## Start WORKING DATA
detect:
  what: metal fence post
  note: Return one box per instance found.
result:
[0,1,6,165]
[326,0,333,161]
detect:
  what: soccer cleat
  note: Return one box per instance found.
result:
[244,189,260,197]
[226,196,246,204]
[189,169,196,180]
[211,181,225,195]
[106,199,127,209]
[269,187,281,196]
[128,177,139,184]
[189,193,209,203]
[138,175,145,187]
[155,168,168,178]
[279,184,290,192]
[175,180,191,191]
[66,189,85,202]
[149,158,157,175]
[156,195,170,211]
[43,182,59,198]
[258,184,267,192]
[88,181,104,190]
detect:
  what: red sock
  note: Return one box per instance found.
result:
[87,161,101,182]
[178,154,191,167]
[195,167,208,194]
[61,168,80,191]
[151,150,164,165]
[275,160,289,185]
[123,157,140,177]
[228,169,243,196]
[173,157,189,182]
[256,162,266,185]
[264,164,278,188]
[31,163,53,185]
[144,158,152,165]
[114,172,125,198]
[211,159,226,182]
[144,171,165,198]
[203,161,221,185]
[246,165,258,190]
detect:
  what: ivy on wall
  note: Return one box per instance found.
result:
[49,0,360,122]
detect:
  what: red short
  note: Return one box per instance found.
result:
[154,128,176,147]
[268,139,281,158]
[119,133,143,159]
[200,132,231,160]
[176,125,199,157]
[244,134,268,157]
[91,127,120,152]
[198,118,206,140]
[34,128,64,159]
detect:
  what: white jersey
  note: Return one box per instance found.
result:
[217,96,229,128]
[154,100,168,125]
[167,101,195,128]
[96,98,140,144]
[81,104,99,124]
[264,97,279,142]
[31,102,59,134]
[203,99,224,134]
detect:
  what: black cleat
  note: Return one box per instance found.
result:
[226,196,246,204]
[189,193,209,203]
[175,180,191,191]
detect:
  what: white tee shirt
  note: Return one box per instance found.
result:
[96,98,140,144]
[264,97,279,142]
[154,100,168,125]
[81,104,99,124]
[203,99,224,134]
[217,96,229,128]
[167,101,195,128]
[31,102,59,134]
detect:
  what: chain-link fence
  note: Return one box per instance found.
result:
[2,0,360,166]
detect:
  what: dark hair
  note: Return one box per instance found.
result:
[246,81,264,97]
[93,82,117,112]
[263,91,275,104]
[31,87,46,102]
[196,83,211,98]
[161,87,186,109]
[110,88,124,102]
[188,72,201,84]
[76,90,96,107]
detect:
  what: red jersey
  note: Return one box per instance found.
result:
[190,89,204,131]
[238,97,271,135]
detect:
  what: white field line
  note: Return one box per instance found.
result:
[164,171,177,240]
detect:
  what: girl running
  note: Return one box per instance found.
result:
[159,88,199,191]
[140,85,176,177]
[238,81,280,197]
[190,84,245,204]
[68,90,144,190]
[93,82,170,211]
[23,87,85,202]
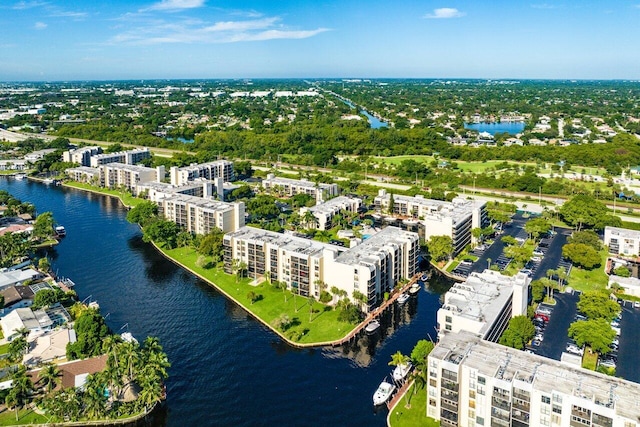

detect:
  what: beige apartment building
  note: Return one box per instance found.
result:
[427,332,640,427]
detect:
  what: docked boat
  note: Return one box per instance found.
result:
[398,293,409,305]
[373,378,396,406]
[393,362,413,381]
[55,225,67,237]
[364,320,380,334]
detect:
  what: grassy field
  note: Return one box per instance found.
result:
[0,409,47,426]
[64,182,144,207]
[163,248,356,344]
[567,249,609,291]
[389,385,440,427]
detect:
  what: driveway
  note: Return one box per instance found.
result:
[616,302,640,383]
[471,214,527,272]
[536,293,580,360]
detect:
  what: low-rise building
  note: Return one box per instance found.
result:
[223,227,419,311]
[300,196,362,230]
[158,194,244,234]
[604,226,640,255]
[262,173,338,201]
[62,146,102,166]
[100,163,158,196]
[437,270,531,341]
[89,147,151,168]
[170,160,235,185]
[427,332,640,427]
[374,190,489,255]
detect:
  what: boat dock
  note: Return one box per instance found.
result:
[331,273,422,347]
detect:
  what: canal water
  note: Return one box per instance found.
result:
[0,177,448,426]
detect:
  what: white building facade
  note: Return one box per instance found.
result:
[604,226,640,255]
[437,270,531,342]
[427,332,640,427]
[374,190,489,255]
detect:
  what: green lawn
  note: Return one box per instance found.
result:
[162,248,356,344]
[64,181,144,207]
[567,249,609,291]
[0,409,47,426]
[389,385,440,427]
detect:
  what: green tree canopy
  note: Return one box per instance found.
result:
[562,243,602,270]
[500,316,536,350]
[569,319,616,354]
[427,236,453,261]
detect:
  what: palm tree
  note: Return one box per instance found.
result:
[40,363,60,394]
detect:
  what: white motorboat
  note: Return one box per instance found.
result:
[393,362,413,381]
[364,320,380,334]
[398,293,409,305]
[373,378,396,406]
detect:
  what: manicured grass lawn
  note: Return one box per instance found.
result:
[163,248,356,344]
[582,347,598,371]
[567,249,609,291]
[0,409,47,426]
[64,182,144,207]
[389,385,440,427]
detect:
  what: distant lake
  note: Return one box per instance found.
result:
[464,122,525,135]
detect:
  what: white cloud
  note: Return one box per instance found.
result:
[424,7,465,19]
[144,0,205,11]
[109,17,329,45]
[13,1,47,10]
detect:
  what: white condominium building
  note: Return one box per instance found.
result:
[262,173,338,201]
[158,194,244,234]
[62,146,102,166]
[100,163,158,196]
[170,160,235,185]
[427,332,640,427]
[300,196,362,230]
[65,166,101,185]
[374,190,489,255]
[90,147,151,168]
[224,227,419,310]
[604,227,640,255]
[437,270,531,342]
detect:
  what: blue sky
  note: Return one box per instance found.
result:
[0,0,640,81]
## End WORKING DATA
WHAT YOU NEED TO DO.
Rescale the part that opens with the first line above and closes with the line containing "[88,181,104,190]", including both ends. Write those lines again with every bounding-box coordinate in the answers multiplied by 1.25 and rounded to a whole number (halves round up), and leave all other text unchanged.

EXERCISE ANSWER.
detect:
  what: metal fence post
  note: Return one box per instance found.
result:
[0,1,8,206]
[408,0,416,201]
detect:
  what: soccer cleat
  note: Return one box per instance found.
result:
[305,236,325,246]
[283,245,308,255]
[236,211,245,225]
[264,226,281,244]
[133,249,159,261]
[336,234,351,245]
[160,221,174,230]
[236,241,261,254]
[173,219,181,234]
[194,210,210,223]
[349,230,363,240]
[219,225,239,239]
[83,236,106,253]
[186,198,196,219]
[195,244,213,264]
[54,228,74,248]
[323,230,334,240]
[110,226,130,238]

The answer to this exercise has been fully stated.